Trecho:

....

Fico
pensando nas pessoas que acham verdade na frase que diz: “O Brasil
acordou.” Como assim? Ele dormiu? Então eu preciso rever meus
conhecimentos.
Porque Eu acho que todas as revoluções dos
quilombos deste país, mantiveram o seu povo acordado na luta até numa
época onde a escravidão era “permitida”. Pessoas que desafiaram um sistema, que passou a espalhar a informação de que os quilombolas eram perigosos e vândalos.
Eu sempre me orgulhei da ação de Antônio Conselheiro e seus seguidores
na bela saga de Canudos. Desafiou o sistema. O mesmo sistema que quis
espalhar a informação que Conselheiro não passava de um fanático
religioso apaixonado pela monarquia.
Eu sempre admirei os
cortejos das Nações (depois chamadas também de Maracatu), em seus
rituais de coroação e louvações nas ruas de uma Recife sitiada, assim
como todo o Brasil escravagista, tentando manipular os ritos a fim de
conhecer seus líderes, mas que o tempo fez com que a estratégia dos
carrascos se transformasse em foco de resistência. E quando o sistema se
viu ameaçado, espalhou a notícia de que aquilo era coisa do diabo.

....

Registros fornecidos:

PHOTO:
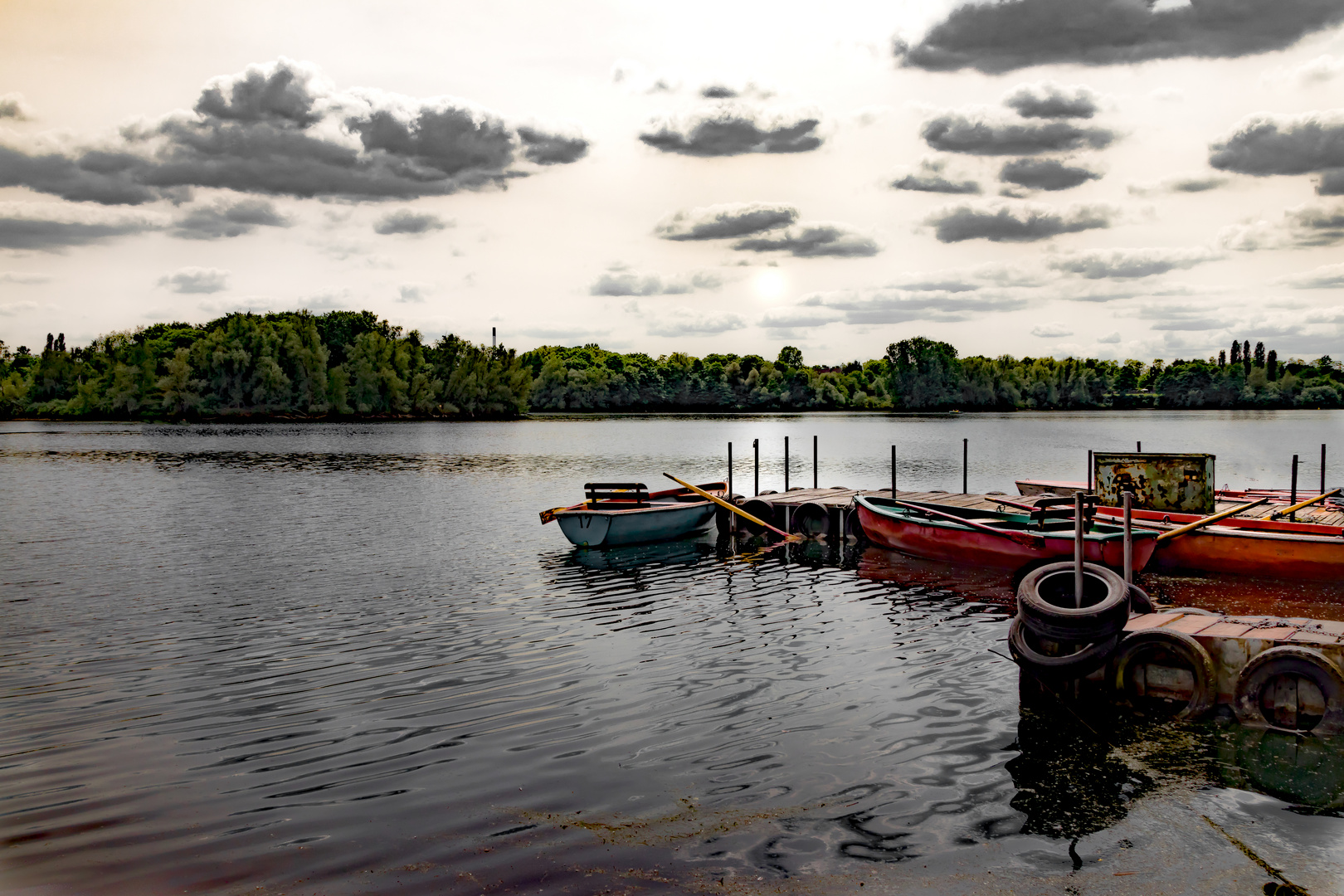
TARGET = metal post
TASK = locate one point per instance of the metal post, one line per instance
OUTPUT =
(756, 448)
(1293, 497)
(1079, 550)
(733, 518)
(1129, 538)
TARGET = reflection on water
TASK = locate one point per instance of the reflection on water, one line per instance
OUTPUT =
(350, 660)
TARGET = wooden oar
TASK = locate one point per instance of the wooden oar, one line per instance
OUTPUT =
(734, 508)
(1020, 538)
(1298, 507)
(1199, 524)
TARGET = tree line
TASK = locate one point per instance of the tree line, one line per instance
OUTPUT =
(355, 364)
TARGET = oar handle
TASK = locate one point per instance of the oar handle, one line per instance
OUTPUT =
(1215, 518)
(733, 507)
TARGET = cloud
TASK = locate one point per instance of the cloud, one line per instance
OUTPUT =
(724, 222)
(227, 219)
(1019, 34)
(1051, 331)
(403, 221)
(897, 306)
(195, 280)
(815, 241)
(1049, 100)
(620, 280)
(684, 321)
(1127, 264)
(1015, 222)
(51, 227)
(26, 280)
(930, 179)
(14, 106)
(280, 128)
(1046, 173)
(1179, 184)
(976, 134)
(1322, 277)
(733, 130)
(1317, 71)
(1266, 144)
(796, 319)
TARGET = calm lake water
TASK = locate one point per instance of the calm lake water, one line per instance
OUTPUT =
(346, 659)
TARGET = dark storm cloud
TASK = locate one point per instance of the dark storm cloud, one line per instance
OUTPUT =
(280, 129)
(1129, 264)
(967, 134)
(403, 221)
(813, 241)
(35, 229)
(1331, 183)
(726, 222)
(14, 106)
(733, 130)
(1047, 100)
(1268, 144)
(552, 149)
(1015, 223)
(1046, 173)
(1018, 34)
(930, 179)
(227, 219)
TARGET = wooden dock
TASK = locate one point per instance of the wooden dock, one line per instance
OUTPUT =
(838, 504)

....

Tarefas:
#1 Por favor, reescreva todas as linhas dos registros, sem omitir nenhuma, desde o início deles até a linha que contém “(1199, 524)”, incluindo essa linha, e ajuste a escala das coordenadas das respostas multiplicando cada uma por 0,85 e arredondando para números inteiros, com metades para cima. Deixe as imagens fora da resposta.
#2 Dê sequência ao trecho sobre a resistência no Brasil a partir do ponto em que ele termina.

Respostas em ordem:
#1
PHOTO:
TARGET = metal post
TASK = locate one point per instance of the metal post, one line per instance
OUTPUT =
(643, 381)
(1099, 422)
(917, 468)
(623, 440)
(960, 457)
TARGET = reflection on water
TASK = locate one point per instance of the reflection on water, one line per instance
OUTPUT =
(298, 561)
TARGET = wooden oar
TASK = locate one point per instance of the wooden oar, one line per instance
OUTPUT =
(624, 432)
(867, 457)
(1103, 431)
(1019, 445)

#2
Acompanho as histórias do Cangaço, me transportando para todas as
dificuldades da época imposta pelo coronelismo ”legalizado” pelo poder
maior do país. Uma imposição ditatorial absurda. O Cangaço surgiu com
várias motivações. Mas todas elas tinham um nascedouro: O poder
sanguinário dos coronéis, com suas armas, suas regras, seus capangas e
sua posição acima da lei. O Cangaço desafiou o sistema... E adivinhem: O
sistema fez valer o poder de seus boatos, e muita gente acreditou que
os vilões eram os cangaceiros. O cangaço acabou, Lampião morreu, os
coronéis seguiram, os flagelos continuam e ainda tem quem ache que a
culpa é do cangaço...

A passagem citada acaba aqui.